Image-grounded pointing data
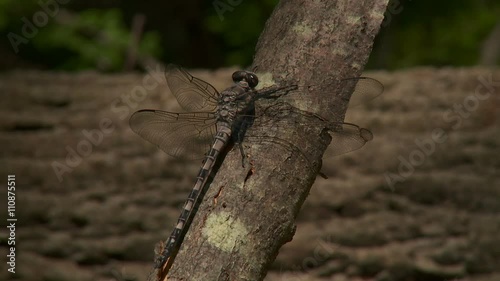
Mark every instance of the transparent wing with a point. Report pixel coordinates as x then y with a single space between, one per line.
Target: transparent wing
187 135
193 94
346 137
365 89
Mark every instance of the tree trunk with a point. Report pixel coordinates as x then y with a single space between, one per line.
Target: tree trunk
249 212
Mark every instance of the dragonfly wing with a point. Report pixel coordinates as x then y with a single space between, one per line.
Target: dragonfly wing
193 94
365 89
347 137
187 135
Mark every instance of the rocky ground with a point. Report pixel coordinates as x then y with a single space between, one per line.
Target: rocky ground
421 202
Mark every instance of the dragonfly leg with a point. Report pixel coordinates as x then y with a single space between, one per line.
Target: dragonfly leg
243 156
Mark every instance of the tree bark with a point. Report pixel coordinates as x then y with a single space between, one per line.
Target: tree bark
249 212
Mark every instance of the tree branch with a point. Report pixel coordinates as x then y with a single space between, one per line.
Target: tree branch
248 213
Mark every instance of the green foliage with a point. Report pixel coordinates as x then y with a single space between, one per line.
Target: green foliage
240 27
92 38
439 33
97 38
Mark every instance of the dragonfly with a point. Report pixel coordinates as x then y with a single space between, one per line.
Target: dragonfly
212 120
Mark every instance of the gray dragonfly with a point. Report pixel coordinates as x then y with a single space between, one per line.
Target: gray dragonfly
211 121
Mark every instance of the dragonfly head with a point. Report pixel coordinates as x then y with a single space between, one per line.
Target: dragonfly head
249 77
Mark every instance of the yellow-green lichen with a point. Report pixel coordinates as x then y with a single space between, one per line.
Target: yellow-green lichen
219 235
265 80
303 30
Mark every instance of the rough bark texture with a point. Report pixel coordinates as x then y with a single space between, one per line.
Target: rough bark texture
249 213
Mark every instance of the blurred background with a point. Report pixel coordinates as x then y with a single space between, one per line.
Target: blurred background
205 34
382 215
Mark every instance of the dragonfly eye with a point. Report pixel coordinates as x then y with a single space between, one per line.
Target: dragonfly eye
238 76
249 77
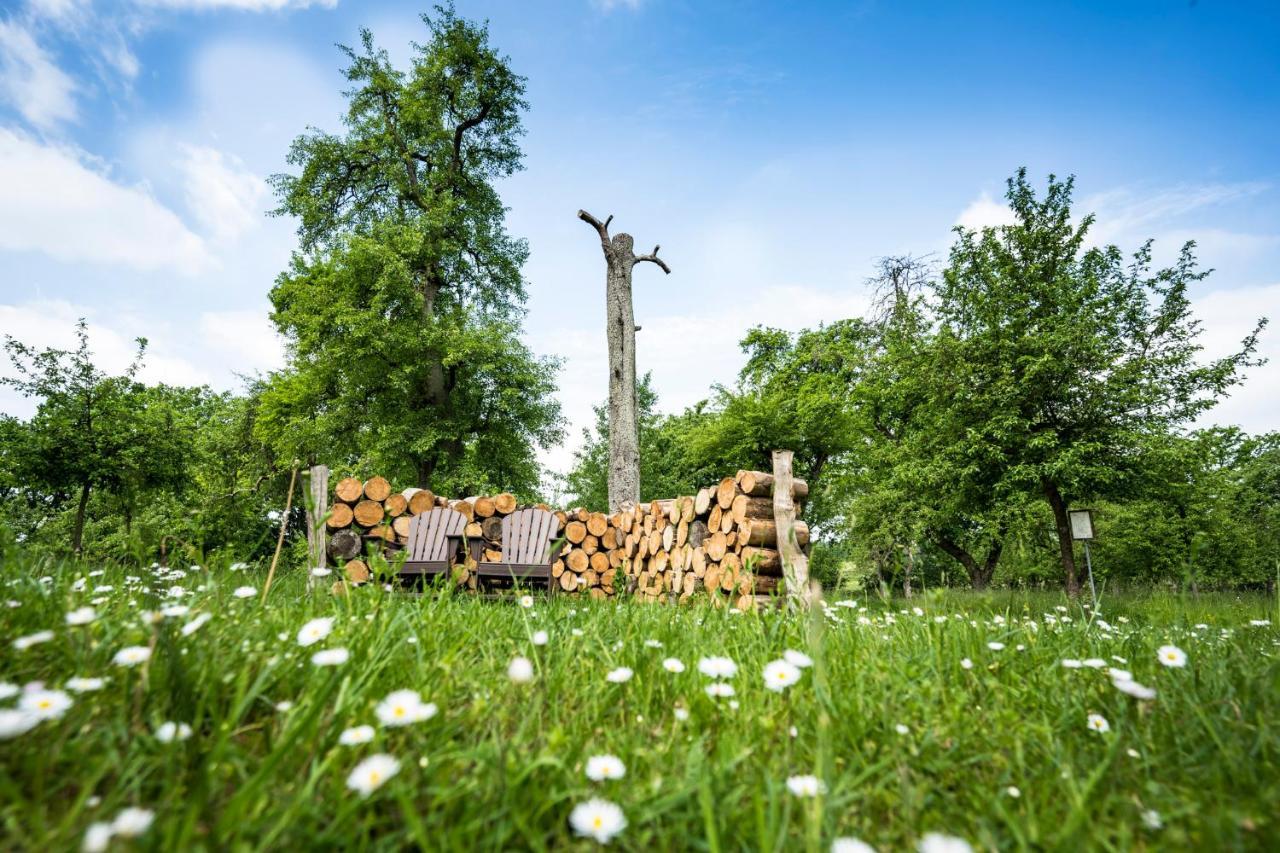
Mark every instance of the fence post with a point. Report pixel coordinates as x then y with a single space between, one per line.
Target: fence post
795 564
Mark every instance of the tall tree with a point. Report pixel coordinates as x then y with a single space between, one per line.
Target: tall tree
620 258
1060 363
402 305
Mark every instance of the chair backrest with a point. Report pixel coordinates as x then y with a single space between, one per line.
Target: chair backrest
429 534
526 537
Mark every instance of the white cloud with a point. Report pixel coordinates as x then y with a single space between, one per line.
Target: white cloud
223 196
31 81
58 201
984 211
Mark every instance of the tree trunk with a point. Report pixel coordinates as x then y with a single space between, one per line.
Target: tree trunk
1065 544
621 333
78 530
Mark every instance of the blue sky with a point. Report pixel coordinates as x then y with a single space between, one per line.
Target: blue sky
775 150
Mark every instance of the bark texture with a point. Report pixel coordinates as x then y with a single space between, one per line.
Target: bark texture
621 332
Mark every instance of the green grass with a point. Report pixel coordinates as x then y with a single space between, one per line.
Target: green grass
502 765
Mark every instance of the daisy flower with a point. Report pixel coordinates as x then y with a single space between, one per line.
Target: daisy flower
598 819
778 675
356 735
603 767
315 630
371 774
805 785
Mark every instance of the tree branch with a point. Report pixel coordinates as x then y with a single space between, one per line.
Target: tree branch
653 259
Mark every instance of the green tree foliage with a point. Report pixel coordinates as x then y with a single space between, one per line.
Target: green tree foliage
402 306
1059 365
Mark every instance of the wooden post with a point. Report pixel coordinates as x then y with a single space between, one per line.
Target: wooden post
318 507
795 564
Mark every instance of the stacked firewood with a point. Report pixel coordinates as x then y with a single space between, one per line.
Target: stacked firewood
722 541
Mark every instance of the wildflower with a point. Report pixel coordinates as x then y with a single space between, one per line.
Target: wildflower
196 624
717 667
97 838
330 657
132 822
315 630
352 737
778 675
603 767
798 658
23 643
132 656
851 845
940 843
16 721
598 819
403 707
805 785
170 731
371 774
520 670
81 616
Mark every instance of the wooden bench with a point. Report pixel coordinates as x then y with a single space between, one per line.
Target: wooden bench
433 541
529 548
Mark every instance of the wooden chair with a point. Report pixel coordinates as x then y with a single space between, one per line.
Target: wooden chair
528 548
433 539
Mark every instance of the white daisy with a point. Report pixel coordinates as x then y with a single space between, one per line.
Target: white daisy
371 774
315 630
520 670
598 819
356 735
603 767
132 656
778 675
805 785
330 657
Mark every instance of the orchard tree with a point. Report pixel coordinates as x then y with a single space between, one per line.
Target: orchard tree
1059 364
402 305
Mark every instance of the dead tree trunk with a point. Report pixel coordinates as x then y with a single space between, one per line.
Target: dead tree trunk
621 329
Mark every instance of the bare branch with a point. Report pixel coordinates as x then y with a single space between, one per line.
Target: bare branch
653 259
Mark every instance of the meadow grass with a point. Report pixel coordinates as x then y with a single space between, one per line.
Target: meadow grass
904 738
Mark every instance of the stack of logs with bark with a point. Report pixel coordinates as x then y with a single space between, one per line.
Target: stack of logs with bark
722 541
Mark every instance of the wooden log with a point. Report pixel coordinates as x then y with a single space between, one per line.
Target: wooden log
752 509
760 484
726 492
764 533
396 505
420 501
344 544
368 514
376 488
575 532
579 560
492 527
339 516
597 524
348 489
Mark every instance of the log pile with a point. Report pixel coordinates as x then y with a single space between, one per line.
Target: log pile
721 542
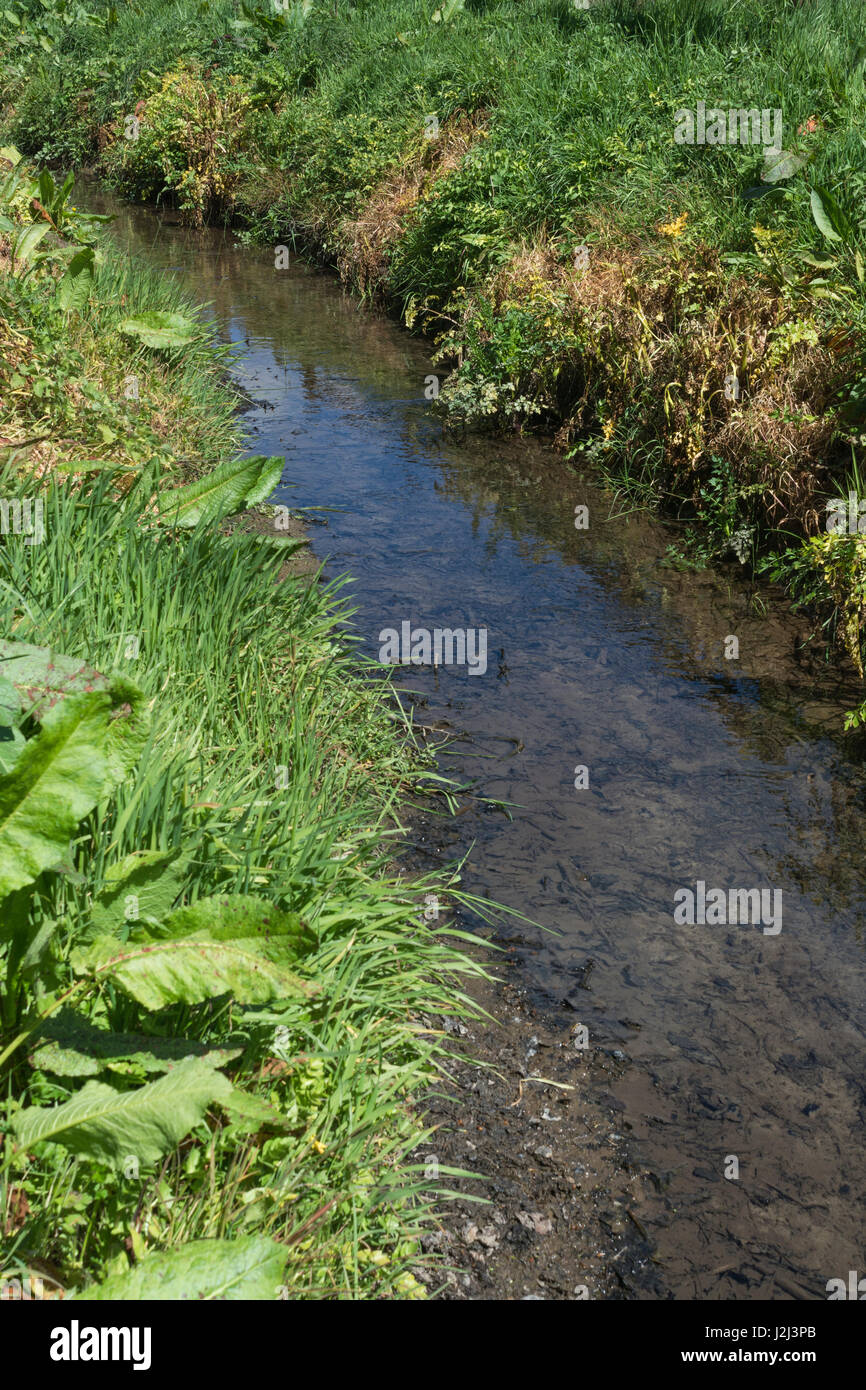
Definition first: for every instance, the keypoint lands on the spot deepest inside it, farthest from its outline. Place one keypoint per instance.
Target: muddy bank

**To do:**
Without changing a word, transcribe all of the data and omit its images.

**Written solution:**
Mark every instance of the transparent wing with a point. Report pixel coordinates as x then y with a single space between, one per line.
Target: transparent wing
187 135
193 94
346 137
365 89
Mark every instance of the tree trunk with a point. Report pixel coordinates as x then y with a single space between, one per line.
Target: tree trunk
249 212
Mark every instance of the dragonfly wing with a point. Report pixel coordinates as x then y with a single space between, one per line.
Target: dragonfly wing
193 94
365 89
347 137
187 135
Mark every instance of the rocky ground with a point. Report pixel coordinates as x then y with a single space between, one per line.
Target: rocky ground
421 202
Mark every instance of the dragonfly leg with a point. Report pixel coordinates as x then y with a single space between, one per line.
Target: dragonfly leg
243 156
Mark every instance of the tree bark with a point. Report pixel coordinates as x then y with a single space between, one per line.
Target: tree bark
249 212
Mark every instance of the tree branch with a point. Report pixel coordinates as x then y with a single space between, one per line.
Target: tree branch
248 213
Mark every instance of the green foliage with a point. Report pixel coordinates as x then y with a single space between, one per line.
Target: green foliage
240 27
92 38
439 33
97 38
Mark every instance of the dragonfly with a point. Report pixel coordinates as x then y with a single space between, one per line.
Target: dragonfly
212 120
Mark every instance of the gray dragonfly with a point. Report pixel coordinates as x then y with a single space between, one per line.
Target: gray dragonfly
211 121
Mark every instance of the dragonfly head with a point. Report pixel coordinates as x then y with a single space between, one per line.
Target: dragonfly head
249 77
Mark every instance of the yellow-green lichen with a point. Report pixel coordinates as x then y with a single space between, one per line.
Target: yellow-green lichen
219 235
265 80
303 30
Mark every instance of the rough bark texture with a point. Report pixel coordinates as x then y with a single space between, one per line.
Target: rough bark texture
249 213
Mark every instance of the blurred background with a point. Report pixel coordinates as x then y with a single space between, one per line.
Target: blurred background
205 34
382 215
Mark every instance of the dragonfly eye with a point. Report pixel coordinates as x then y with a single space between, one per line.
Target: dragonfly eye
238 76
249 77
Mark every instance of the fence post with a point. Report pixel coordinates as x then y with a single space between, one per line.
Target: fence post
795 564
Mark every instance of the tall tree with a point. Report pixel coordinates as x then y with a single space between, one per line.
Target: tall tree
620 258
1060 363
402 305
Mark every instance of the chair backrest with a point. Report pixel coordinates as x then y with a single space between, one per line.
Target: chair backrest
429 534
526 537
Mark every instance of the white cloud with a point. Report pixel coordinates as x then y with a single space between, one per line.
Target: white cloud
223 196
31 81
58 201
984 211
Mark every instance of the tree trunk with a point. Report pixel coordinates as x then y with a single space between, one per line.
Target: tree trunk
1065 544
621 333
78 530
Mark every instance of the blue sky with a point. Report pixel coordinates as x then y with a single space between, one per line.
Target: blue sky
775 150
Mark every instance of the bark texture with a point. Report pixel coordinates as x then y with a single space between, one per line.
Target: bark texture
621 332
Mark every instance of the green grass with a point. Report pixel coordinates as x then y with a single space between, one per line.
Target: green grass
502 765
Mark every instance of the daisy flower with a point. Report pixel coordinates as x then y with a single space between, one per line.
Target: daisy flower
598 819
778 675
356 735
603 767
315 630
371 774
805 785
Mark every instance of the tree branch with a point. Report pixel coordinates as x then y with a single space between, one per line.
Target: tree branch
653 259
Mark every instance of the green tree foliage with a point. Report pixel coordinates as x then y with a single space between, one per line.
Target: green tree foliage
402 306
1059 365
Mark every instance of the wooden post with a point. Report pixel coordinates as x then y with a single space between, one per line.
Target: wooden post
318 507
795 564
Mark every instance of the stacked firewood with a point. Report pixel coordinates as x then y with a single space between, one per line.
Target: stacked firewood
722 541
Mark every instance of the wildflower with a point. Report pixel coordinates as x then y with a single space between, one per line.
Target: wildflower
196 624
717 667
97 838
330 657
132 822
315 630
352 737
778 675
603 767
798 658
23 643
132 656
851 845
940 843
16 721
598 819
403 707
805 785
170 731
371 774
520 670
81 616
Mark every instance of the wooden bench with a point. Report pixel coordinates as x then y with a single space between, one per line.
Target: wooden bench
433 541
529 548
Mark every instance of the wooden chair with a point. Report pixel coordinates as x then y with a single space between, one per line.
Target: wooden chair
528 548
433 539
Mark every instance of the white daisy with a point. Report pixel coordinates as x then y with a single space between, one per line.
Target: white daisy
371 774
315 630
520 670
598 819
356 735
603 767
132 656
778 675
805 785
330 657
Mark every instance of the orchard tree with a point. Report pixel coordinates as x then y with a single space between, one per line.
Target: orchard tree
1059 364
402 305
Mark every instance of the dead tree trunk with a point. Report pixel coordinates as x then y with a single space between, one per line.
Target: dead tree trunk
621 329
Mark every instance of the bare branch with a point. Report pixel coordinates as x then y with a single space between, one per line.
Target: bare branch
653 259
Mark every instance of the meadow grass with a point. Report pixel coordinates as x then y with a single space between, one per line.
Target: meadow grass
904 738
Mark every instance of the stack of logs with bark with a point. Report pixel coordinates as x then y with a single space between, one per line.
Target: stack of logs with bark
722 541
Mark every instance of the wooden log with a point. Report pixel coordinates as x then y with a single space between, one per line.
Target: wooden log
752 509
760 484
726 492
764 533
396 505
420 501
344 544
368 514
376 488
575 532
579 560
492 527
339 516
597 524
348 489
Mark every instance of the log pile with a point. Report pixel coordinates as x then y with a single space between, one per line.
Target: log pile
721 542
Definition first: for every instance, the keypoint lands on the spot deepest inside it, farthest from its outline. Place one keypoint per instance.
Target: muddy bank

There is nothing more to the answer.